Task details — Collect every line of the records below that contains the word "tree", and list those lines.

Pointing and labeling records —
+ + + + +

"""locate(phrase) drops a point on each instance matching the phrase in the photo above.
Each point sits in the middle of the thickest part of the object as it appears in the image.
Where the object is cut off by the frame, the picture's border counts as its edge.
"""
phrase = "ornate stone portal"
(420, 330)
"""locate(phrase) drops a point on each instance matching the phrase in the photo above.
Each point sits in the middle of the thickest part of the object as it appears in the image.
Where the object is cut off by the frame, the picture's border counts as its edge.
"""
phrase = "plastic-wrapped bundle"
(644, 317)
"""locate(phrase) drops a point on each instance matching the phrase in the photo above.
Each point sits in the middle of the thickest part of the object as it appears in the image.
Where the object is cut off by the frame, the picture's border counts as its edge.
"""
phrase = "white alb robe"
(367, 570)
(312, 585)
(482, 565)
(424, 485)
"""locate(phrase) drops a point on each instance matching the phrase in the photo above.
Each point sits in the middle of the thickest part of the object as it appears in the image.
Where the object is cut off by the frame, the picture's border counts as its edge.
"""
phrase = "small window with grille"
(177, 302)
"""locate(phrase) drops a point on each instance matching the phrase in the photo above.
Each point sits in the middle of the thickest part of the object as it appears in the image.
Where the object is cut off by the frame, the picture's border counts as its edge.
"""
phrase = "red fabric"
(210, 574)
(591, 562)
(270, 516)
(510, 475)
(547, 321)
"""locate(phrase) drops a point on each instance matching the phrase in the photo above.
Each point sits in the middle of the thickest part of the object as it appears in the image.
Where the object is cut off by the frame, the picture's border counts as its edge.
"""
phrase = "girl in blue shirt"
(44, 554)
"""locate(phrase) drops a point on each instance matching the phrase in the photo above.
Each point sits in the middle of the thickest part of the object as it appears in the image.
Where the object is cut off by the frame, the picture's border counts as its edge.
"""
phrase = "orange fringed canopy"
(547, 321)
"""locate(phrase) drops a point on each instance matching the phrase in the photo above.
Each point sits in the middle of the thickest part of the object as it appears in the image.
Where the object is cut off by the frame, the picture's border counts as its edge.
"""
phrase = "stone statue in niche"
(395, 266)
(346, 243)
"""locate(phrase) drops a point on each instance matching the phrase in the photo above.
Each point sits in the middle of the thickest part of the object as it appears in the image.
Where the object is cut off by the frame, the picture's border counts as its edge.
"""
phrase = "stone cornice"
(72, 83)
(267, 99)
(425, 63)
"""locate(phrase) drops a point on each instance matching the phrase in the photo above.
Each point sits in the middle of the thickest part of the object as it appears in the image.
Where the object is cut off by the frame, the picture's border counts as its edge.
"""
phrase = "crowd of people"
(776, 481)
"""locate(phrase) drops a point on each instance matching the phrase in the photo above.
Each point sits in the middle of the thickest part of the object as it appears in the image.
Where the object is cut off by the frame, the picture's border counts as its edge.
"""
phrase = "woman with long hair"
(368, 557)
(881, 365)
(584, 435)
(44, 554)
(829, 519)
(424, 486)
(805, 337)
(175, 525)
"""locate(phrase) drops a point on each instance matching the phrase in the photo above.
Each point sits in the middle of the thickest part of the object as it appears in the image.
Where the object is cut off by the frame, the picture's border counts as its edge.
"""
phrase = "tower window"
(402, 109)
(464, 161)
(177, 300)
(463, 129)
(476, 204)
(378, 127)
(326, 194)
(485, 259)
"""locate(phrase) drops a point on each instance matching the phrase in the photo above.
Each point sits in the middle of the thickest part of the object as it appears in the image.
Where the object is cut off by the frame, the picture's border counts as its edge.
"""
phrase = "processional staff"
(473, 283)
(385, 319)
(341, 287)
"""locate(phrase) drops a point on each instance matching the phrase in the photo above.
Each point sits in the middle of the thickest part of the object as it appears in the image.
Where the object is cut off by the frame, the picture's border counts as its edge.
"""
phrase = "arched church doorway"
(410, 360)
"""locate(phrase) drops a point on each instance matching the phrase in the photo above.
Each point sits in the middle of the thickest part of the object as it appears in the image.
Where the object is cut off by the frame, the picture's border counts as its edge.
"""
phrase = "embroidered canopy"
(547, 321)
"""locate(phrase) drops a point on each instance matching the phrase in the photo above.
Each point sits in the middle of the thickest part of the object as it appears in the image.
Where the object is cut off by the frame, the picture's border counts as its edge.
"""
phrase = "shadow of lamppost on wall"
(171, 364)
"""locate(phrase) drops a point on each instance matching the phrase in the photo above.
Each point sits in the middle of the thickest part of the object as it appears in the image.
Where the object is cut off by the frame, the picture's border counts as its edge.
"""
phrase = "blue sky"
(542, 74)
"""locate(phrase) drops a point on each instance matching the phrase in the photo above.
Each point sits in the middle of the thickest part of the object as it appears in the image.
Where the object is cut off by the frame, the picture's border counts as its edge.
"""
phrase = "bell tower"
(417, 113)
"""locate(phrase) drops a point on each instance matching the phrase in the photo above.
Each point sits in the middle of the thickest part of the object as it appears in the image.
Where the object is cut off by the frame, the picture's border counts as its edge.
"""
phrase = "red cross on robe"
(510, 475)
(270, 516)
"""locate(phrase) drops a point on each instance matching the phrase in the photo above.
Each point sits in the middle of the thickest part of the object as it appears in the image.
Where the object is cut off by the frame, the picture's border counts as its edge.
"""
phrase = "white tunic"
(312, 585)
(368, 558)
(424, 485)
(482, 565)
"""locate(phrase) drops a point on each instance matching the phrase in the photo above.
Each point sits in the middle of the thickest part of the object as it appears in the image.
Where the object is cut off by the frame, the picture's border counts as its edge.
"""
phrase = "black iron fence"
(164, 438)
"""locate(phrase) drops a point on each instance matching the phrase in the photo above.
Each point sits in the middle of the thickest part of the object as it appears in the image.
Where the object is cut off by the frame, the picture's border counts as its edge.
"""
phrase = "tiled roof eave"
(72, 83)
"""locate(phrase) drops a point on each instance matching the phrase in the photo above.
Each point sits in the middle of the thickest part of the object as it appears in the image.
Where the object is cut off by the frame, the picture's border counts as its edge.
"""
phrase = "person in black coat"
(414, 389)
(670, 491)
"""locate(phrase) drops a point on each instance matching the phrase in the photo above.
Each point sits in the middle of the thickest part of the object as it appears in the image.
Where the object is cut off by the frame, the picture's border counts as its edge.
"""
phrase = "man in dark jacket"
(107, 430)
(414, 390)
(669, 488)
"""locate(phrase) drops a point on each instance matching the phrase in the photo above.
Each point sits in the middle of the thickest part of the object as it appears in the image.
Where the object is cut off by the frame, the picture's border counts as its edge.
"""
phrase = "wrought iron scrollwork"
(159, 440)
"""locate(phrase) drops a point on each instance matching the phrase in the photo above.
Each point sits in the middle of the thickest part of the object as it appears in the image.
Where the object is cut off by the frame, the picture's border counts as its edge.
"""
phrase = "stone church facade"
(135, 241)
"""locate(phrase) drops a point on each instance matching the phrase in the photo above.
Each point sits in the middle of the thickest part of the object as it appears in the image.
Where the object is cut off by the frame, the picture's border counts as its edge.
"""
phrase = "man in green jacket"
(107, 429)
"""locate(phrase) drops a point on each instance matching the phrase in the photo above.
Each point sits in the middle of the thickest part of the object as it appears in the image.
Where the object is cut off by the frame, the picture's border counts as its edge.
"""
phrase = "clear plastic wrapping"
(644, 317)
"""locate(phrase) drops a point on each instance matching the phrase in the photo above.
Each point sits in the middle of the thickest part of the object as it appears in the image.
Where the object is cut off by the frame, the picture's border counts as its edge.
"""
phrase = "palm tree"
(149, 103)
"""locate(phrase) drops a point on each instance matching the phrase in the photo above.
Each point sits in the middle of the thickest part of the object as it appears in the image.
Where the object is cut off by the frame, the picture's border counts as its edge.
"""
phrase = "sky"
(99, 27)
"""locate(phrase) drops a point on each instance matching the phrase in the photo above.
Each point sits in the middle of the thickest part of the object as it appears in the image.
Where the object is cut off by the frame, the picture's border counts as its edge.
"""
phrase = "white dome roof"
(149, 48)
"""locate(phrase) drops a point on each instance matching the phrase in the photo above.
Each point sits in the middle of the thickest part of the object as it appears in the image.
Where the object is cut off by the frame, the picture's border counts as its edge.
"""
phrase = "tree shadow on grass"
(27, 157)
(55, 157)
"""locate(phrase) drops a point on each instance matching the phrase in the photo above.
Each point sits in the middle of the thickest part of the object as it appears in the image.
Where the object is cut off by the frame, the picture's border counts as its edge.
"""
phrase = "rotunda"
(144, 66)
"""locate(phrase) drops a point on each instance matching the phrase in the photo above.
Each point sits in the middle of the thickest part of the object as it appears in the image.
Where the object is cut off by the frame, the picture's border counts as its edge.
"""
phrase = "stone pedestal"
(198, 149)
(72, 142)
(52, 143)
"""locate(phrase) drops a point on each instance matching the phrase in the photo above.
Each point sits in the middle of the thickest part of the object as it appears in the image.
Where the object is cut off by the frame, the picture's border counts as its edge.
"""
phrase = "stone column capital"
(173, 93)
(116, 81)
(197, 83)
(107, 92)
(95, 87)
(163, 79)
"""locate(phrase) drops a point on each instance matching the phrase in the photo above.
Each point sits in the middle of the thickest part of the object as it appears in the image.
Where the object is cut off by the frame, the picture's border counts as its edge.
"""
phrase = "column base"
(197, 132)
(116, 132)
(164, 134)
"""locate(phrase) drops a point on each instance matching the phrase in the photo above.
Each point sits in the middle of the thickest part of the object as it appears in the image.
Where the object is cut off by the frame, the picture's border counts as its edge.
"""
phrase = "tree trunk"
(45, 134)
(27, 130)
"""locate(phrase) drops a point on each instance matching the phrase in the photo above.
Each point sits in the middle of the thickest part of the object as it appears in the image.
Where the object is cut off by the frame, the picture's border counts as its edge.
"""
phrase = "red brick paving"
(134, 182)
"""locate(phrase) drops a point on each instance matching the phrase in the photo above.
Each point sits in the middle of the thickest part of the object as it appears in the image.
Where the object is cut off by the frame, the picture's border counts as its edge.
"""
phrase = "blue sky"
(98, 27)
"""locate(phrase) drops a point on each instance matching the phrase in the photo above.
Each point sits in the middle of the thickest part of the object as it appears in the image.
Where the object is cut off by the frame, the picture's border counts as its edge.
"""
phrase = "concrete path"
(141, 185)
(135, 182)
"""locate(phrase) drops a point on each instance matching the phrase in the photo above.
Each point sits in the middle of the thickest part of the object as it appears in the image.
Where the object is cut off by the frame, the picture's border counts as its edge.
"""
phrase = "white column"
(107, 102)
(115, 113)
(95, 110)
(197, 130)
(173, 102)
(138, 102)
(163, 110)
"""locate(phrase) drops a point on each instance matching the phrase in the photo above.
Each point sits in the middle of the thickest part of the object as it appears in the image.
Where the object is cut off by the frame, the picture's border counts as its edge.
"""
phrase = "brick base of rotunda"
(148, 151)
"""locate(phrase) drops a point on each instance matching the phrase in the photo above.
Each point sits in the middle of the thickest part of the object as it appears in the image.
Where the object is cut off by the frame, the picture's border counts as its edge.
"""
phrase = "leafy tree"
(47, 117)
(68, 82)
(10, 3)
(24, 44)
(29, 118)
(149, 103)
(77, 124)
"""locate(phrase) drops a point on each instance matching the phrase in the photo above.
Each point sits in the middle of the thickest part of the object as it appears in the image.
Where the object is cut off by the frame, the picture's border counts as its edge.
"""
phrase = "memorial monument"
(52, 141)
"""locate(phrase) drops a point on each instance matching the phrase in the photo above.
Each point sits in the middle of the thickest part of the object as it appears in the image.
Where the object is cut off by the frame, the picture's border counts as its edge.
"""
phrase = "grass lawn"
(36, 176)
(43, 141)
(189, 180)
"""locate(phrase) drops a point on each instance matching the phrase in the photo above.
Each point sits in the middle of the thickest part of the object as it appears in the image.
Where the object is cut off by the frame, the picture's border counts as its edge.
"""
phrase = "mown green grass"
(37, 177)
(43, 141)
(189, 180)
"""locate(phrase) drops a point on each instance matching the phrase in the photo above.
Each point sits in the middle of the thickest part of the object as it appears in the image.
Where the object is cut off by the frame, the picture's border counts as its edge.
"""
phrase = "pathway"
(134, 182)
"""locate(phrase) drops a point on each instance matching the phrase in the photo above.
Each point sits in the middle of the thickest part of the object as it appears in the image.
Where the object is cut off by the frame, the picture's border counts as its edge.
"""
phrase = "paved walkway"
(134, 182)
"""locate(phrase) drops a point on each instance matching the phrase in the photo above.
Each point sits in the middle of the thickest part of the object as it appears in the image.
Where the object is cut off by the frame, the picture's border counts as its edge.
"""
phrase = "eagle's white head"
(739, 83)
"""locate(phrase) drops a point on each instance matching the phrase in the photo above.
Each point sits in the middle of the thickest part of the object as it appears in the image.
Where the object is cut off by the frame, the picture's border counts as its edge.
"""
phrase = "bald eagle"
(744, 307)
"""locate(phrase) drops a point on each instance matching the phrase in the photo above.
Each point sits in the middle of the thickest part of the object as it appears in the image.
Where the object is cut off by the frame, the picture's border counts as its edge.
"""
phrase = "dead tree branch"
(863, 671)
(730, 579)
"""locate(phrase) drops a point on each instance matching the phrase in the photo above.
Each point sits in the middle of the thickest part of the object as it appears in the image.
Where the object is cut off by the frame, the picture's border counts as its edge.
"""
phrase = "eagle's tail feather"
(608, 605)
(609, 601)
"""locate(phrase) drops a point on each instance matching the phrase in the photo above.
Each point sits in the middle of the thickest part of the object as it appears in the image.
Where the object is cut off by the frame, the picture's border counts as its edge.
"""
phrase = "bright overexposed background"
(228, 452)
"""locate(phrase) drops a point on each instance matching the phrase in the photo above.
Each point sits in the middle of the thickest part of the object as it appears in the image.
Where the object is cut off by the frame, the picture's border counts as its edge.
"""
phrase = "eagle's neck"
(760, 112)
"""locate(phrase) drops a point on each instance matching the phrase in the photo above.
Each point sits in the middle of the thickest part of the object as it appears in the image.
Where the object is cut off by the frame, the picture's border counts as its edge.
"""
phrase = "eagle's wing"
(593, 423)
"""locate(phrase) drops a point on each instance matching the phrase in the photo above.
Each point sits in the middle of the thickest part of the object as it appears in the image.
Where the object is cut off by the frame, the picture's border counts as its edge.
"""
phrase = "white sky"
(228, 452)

+ + + + +

Full solution —
phrase = "palm tree"
phrase = "tree shadow on grass"
phrase = "tree trunk"
phrase = "leafy tree"
phrase = "dead tree branch"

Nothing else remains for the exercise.